Dataset rows>
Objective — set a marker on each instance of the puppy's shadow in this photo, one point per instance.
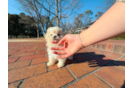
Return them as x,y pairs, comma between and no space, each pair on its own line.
94,60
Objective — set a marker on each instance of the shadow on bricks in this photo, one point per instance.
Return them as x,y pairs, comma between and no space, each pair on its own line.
96,60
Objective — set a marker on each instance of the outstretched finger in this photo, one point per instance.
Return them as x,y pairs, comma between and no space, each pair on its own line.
59,53
63,56
54,42
61,42
57,48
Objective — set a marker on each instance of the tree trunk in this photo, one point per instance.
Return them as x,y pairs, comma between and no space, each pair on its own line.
37,30
42,30
37,33
57,20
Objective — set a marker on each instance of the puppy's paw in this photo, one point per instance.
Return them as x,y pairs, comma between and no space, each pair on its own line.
50,64
60,65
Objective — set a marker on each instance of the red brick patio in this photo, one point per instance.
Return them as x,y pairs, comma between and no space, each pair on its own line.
101,65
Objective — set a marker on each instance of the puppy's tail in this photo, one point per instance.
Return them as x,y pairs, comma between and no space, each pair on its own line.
70,58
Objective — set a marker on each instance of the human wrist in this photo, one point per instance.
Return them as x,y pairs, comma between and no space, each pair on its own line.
79,41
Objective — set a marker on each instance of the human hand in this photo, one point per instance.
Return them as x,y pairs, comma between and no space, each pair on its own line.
71,44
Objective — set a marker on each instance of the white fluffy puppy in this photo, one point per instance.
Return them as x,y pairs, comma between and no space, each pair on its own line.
54,34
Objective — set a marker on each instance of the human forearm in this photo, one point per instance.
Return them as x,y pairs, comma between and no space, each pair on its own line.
111,24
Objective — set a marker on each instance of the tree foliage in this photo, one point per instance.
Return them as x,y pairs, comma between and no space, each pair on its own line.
22,25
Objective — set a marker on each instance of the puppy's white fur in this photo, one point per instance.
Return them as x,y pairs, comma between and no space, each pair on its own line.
49,37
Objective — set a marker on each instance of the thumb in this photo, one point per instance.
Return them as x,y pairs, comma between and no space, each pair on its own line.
61,42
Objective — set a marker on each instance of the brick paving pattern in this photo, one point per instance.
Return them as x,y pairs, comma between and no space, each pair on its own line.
101,65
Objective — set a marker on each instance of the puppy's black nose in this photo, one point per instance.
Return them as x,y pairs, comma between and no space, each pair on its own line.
55,37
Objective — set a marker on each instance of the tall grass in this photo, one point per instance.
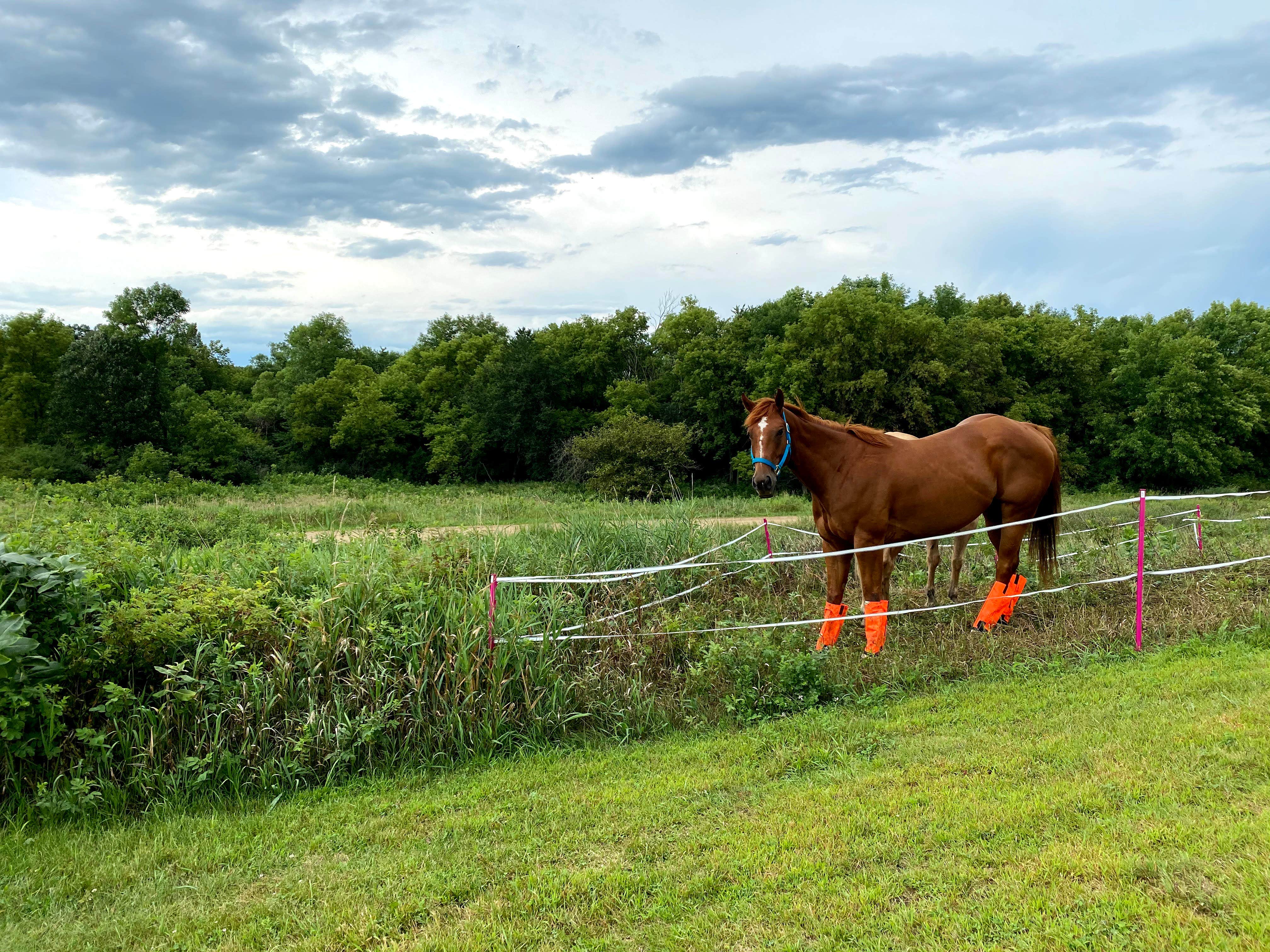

Job> Count the lines above that contain the string "human" and give only that number.

Complete output> 3